Segment Open

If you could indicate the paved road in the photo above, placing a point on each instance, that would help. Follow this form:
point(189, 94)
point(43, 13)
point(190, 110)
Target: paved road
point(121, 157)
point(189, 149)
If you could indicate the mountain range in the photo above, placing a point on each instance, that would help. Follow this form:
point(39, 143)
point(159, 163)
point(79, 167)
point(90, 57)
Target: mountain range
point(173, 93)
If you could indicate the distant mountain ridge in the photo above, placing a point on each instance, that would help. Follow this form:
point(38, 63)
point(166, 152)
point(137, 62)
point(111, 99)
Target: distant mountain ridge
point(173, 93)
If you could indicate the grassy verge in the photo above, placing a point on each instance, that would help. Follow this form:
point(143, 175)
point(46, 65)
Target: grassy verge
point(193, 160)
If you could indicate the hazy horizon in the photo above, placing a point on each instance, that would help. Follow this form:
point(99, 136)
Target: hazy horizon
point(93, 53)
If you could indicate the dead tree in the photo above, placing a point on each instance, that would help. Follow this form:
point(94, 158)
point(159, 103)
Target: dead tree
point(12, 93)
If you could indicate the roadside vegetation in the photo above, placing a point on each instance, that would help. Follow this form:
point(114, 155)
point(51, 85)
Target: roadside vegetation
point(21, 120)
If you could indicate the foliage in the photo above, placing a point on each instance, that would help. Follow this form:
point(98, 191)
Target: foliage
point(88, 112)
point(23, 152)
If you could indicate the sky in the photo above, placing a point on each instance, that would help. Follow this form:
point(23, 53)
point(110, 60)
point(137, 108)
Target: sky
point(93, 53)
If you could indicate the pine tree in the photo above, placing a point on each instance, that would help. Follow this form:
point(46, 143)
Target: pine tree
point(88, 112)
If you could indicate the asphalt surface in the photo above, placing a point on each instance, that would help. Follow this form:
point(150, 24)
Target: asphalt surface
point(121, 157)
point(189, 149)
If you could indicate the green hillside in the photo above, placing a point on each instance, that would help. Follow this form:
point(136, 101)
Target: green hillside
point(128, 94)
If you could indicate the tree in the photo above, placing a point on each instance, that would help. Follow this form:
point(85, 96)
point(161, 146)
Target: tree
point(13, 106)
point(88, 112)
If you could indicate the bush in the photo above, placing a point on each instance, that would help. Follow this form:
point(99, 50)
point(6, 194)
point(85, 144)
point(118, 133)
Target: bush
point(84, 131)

Segment Closed
Segment Open

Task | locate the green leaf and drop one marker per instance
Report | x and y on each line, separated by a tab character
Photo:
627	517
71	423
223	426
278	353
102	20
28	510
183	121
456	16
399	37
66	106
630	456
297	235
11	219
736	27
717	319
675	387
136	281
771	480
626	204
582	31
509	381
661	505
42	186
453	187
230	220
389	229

Segment Closed
Segment Open

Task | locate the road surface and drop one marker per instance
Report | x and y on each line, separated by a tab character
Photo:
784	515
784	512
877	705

Segment Closed

## What to do
Nothing but the lines holding the word "locate" should be returned from the listing above.

## Expected answer
Task | locate the green leaf and drop one marker per instance
Task | locate the road surface and drop one marker per instance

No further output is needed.